'''

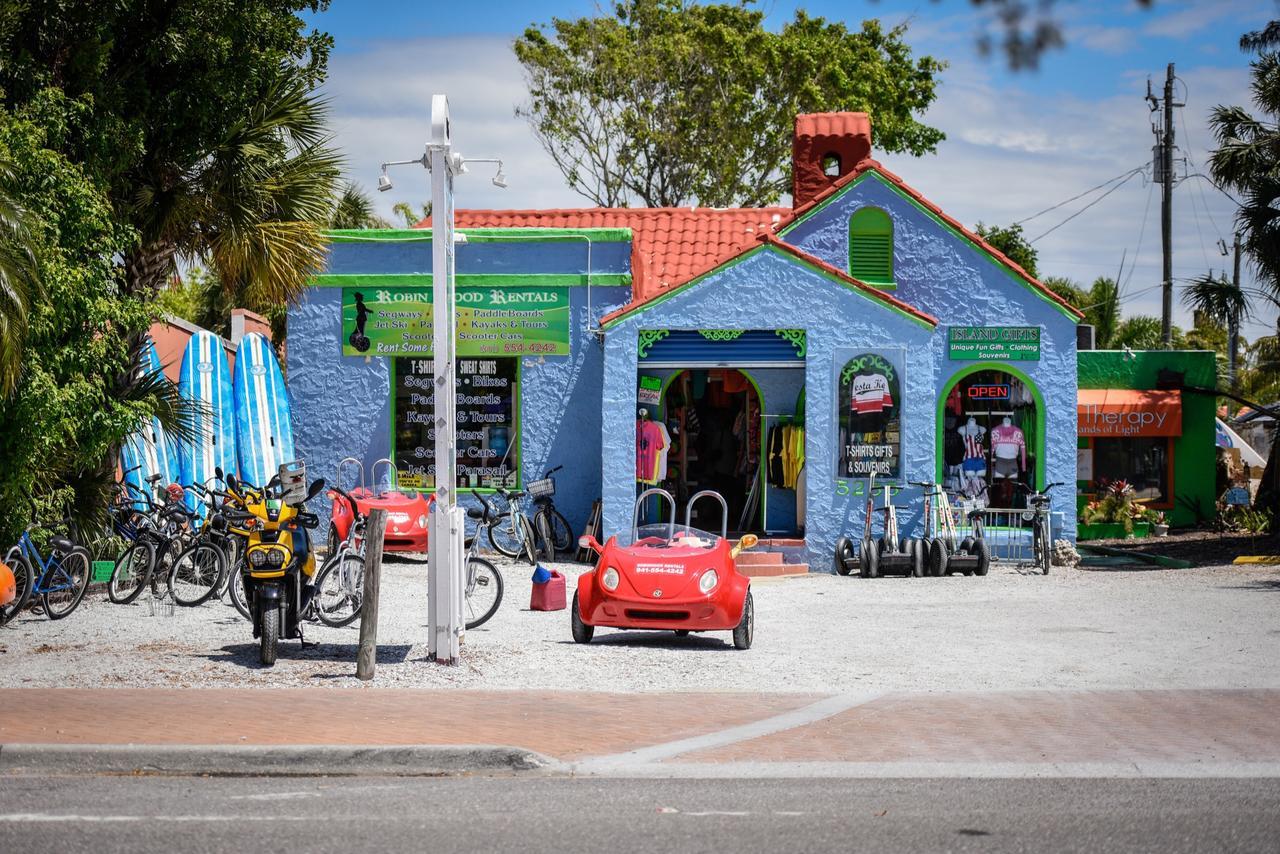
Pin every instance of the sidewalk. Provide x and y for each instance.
(597, 731)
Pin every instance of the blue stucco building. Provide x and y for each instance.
(777, 355)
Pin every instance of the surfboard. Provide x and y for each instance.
(264, 427)
(206, 379)
(149, 451)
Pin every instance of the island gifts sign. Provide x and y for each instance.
(1128, 412)
(993, 343)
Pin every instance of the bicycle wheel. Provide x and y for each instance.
(22, 578)
(507, 534)
(341, 590)
(483, 592)
(64, 583)
(131, 572)
(562, 535)
(196, 574)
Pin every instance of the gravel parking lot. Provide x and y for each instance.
(1075, 629)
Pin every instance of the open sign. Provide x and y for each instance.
(988, 392)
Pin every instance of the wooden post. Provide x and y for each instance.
(368, 657)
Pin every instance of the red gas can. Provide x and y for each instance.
(548, 596)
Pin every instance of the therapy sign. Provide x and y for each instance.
(490, 322)
(993, 343)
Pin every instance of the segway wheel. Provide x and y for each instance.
(938, 558)
(979, 548)
(844, 560)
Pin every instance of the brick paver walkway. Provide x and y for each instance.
(1176, 726)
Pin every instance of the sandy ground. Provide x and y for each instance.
(1075, 629)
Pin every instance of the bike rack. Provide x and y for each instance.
(689, 510)
(392, 480)
(360, 470)
(635, 512)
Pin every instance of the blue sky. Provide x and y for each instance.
(1016, 142)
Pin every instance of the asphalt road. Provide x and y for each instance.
(538, 813)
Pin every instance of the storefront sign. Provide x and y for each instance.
(488, 446)
(490, 322)
(1129, 412)
(869, 405)
(993, 343)
(650, 391)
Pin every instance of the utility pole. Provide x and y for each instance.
(1164, 173)
(1233, 327)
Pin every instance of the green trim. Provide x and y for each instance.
(480, 234)
(1009, 369)
(759, 396)
(923, 209)
(517, 427)
(753, 252)
(796, 338)
(480, 279)
(648, 338)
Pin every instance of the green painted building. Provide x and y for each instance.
(1161, 442)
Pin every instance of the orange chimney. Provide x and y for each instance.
(824, 147)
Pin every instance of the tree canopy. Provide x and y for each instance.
(668, 103)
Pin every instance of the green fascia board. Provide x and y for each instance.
(481, 234)
(474, 279)
(753, 252)
(871, 170)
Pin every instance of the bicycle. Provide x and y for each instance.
(548, 521)
(512, 534)
(60, 581)
(1038, 514)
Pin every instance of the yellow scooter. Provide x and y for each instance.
(278, 566)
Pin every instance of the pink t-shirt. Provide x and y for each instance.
(649, 442)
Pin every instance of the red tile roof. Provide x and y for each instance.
(876, 293)
(670, 245)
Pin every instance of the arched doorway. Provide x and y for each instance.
(713, 416)
(991, 435)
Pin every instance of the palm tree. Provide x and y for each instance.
(18, 281)
(254, 209)
(1223, 302)
(355, 209)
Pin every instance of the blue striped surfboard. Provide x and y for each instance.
(206, 379)
(264, 428)
(149, 451)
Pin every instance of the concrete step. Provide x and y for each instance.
(759, 558)
(772, 570)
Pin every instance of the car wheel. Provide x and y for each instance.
(844, 560)
(938, 558)
(583, 633)
(979, 548)
(745, 631)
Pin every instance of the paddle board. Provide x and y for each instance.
(264, 430)
(206, 379)
(149, 451)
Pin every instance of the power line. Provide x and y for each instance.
(1128, 178)
(1125, 174)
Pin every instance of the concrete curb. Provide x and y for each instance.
(266, 761)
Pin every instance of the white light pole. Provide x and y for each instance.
(448, 523)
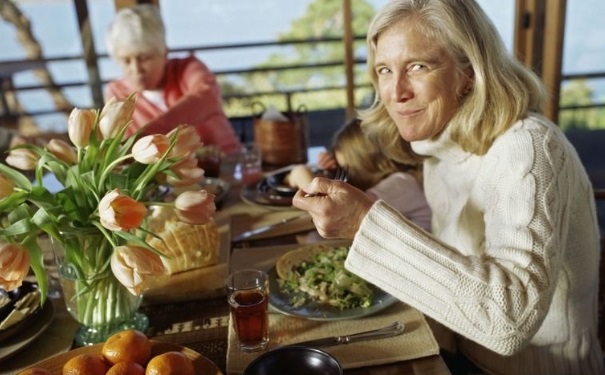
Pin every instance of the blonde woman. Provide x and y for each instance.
(170, 91)
(510, 272)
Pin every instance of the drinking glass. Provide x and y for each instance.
(250, 164)
(248, 296)
(209, 159)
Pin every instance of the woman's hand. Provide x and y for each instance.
(326, 161)
(337, 209)
(300, 176)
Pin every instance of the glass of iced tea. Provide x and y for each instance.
(248, 296)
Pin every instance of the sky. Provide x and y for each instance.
(211, 22)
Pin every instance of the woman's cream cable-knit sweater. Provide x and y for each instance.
(515, 270)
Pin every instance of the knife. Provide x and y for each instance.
(391, 330)
(256, 231)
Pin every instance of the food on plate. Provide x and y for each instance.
(127, 346)
(85, 364)
(186, 246)
(318, 272)
(171, 362)
(126, 368)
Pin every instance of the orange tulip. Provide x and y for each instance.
(23, 159)
(80, 125)
(187, 140)
(6, 186)
(14, 265)
(115, 115)
(188, 172)
(133, 265)
(62, 150)
(150, 149)
(121, 212)
(195, 207)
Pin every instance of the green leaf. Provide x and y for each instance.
(15, 199)
(17, 177)
(37, 264)
(21, 227)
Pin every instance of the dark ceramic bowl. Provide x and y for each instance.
(294, 360)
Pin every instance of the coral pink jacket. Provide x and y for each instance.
(192, 96)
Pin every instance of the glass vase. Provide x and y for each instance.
(93, 296)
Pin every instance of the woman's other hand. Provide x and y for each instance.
(337, 208)
(300, 176)
(326, 161)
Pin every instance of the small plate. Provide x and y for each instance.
(219, 187)
(7, 301)
(29, 332)
(271, 190)
(201, 364)
(25, 288)
(316, 311)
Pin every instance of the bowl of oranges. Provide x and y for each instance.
(127, 352)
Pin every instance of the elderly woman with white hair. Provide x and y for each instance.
(169, 92)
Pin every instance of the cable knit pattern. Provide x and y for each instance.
(515, 269)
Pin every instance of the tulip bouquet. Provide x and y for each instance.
(109, 182)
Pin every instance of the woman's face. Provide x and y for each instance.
(143, 71)
(417, 80)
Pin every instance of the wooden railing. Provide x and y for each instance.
(8, 67)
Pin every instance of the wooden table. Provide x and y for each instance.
(199, 323)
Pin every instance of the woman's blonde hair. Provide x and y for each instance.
(137, 29)
(503, 90)
(367, 164)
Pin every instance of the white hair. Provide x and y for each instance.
(137, 29)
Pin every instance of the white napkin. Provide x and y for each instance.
(24, 307)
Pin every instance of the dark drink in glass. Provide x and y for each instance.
(247, 294)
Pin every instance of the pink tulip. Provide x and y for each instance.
(188, 172)
(22, 158)
(133, 265)
(121, 212)
(187, 140)
(62, 151)
(80, 125)
(195, 207)
(14, 265)
(115, 115)
(150, 149)
(6, 186)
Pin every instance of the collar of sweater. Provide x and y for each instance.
(441, 147)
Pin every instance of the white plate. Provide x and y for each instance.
(280, 302)
(29, 332)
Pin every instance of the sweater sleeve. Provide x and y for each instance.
(403, 192)
(493, 279)
(193, 97)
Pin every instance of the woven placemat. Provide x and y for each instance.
(199, 325)
(417, 340)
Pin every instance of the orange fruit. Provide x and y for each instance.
(126, 368)
(35, 371)
(127, 346)
(170, 363)
(85, 364)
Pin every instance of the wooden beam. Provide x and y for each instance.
(90, 54)
(552, 56)
(348, 41)
(534, 20)
(119, 4)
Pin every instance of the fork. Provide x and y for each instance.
(341, 174)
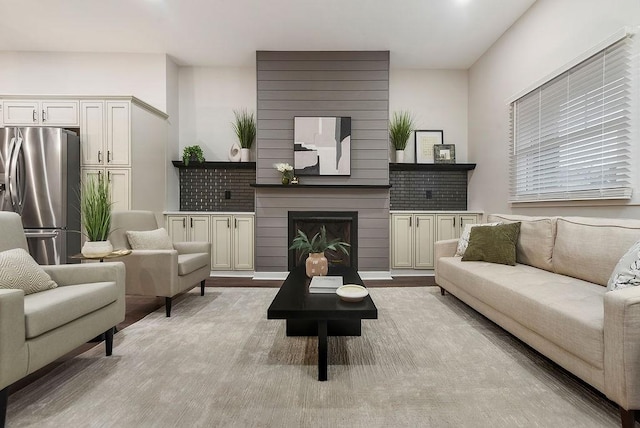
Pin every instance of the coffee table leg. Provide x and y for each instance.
(322, 350)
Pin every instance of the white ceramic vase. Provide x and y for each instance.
(96, 249)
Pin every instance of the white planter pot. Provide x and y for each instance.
(96, 249)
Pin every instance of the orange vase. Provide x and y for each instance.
(316, 265)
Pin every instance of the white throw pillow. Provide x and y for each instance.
(150, 239)
(463, 242)
(627, 272)
(18, 270)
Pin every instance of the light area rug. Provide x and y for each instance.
(427, 361)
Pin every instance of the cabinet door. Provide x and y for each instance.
(221, 256)
(20, 113)
(243, 242)
(59, 113)
(423, 248)
(446, 226)
(402, 241)
(120, 188)
(118, 133)
(177, 228)
(199, 228)
(92, 135)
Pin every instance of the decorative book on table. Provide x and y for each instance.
(325, 284)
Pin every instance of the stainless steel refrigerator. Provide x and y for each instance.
(40, 180)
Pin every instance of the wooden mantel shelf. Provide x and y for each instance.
(322, 186)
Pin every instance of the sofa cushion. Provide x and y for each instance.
(566, 311)
(495, 244)
(157, 239)
(463, 242)
(590, 248)
(627, 272)
(191, 262)
(536, 240)
(51, 309)
(18, 270)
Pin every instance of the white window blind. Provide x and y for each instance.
(570, 138)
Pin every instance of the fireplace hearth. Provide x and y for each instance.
(339, 224)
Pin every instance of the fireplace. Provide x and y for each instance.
(339, 224)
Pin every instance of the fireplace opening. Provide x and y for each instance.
(339, 224)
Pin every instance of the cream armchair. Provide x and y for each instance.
(163, 273)
(38, 328)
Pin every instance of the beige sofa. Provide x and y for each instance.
(36, 329)
(555, 299)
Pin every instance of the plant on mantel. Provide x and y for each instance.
(400, 127)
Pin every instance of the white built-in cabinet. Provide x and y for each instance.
(413, 235)
(231, 236)
(40, 113)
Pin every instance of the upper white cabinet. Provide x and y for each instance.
(40, 113)
(105, 133)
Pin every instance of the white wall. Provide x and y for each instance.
(551, 34)
(438, 100)
(208, 97)
(62, 73)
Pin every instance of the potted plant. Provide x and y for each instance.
(400, 128)
(316, 263)
(192, 153)
(245, 128)
(95, 207)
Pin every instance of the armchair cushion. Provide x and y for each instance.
(188, 263)
(54, 308)
(157, 239)
(18, 270)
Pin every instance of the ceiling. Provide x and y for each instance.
(449, 34)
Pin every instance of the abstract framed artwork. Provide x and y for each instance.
(425, 140)
(322, 146)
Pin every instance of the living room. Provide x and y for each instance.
(466, 95)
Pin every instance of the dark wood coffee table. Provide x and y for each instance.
(320, 315)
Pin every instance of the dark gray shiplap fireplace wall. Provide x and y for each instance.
(354, 84)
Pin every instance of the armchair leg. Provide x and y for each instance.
(627, 418)
(108, 341)
(167, 305)
(4, 399)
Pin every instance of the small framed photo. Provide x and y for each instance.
(444, 153)
(425, 140)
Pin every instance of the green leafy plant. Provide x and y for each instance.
(400, 128)
(245, 128)
(190, 151)
(95, 206)
(317, 244)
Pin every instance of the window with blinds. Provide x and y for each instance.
(570, 138)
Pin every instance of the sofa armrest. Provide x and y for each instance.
(622, 347)
(192, 247)
(13, 349)
(446, 248)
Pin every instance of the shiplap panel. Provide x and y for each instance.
(323, 75)
(353, 84)
(339, 95)
(322, 65)
(323, 85)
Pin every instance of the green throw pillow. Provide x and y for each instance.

'''

**WHAT YOU SHOULD DO**
Take the line holding "Pin every instance of the dark gray" and all lines after it through the end of the data, and set them down exactly.

**ANSWER TO THIS EXERCISE**
Pin every instance of the dark gray shiplap fireplace wall. Provide x and y for each instance.
(354, 84)
Pin every instance of the armchair leg. Provide x and y for each instance.
(627, 418)
(108, 341)
(167, 305)
(4, 399)
Pin every instance of the small framed photo. Provide x and y for each instance.
(444, 153)
(425, 140)
Pin every instance of the green leafy plant. Provide x and y for each instance.
(400, 128)
(245, 128)
(190, 151)
(95, 206)
(317, 244)
Pin every instance of the window with blinds. Provide x and y for each instance.
(570, 138)
Pin every instance of the sofa armrest. Provide x and y for each instance.
(622, 347)
(192, 247)
(13, 349)
(446, 248)
Pin every instance of the shiplap panel. Provide x and y for each instance.
(323, 75)
(353, 84)
(339, 95)
(322, 65)
(323, 85)
Pin every instance of the green throw pillow. Provide x and y for each instance.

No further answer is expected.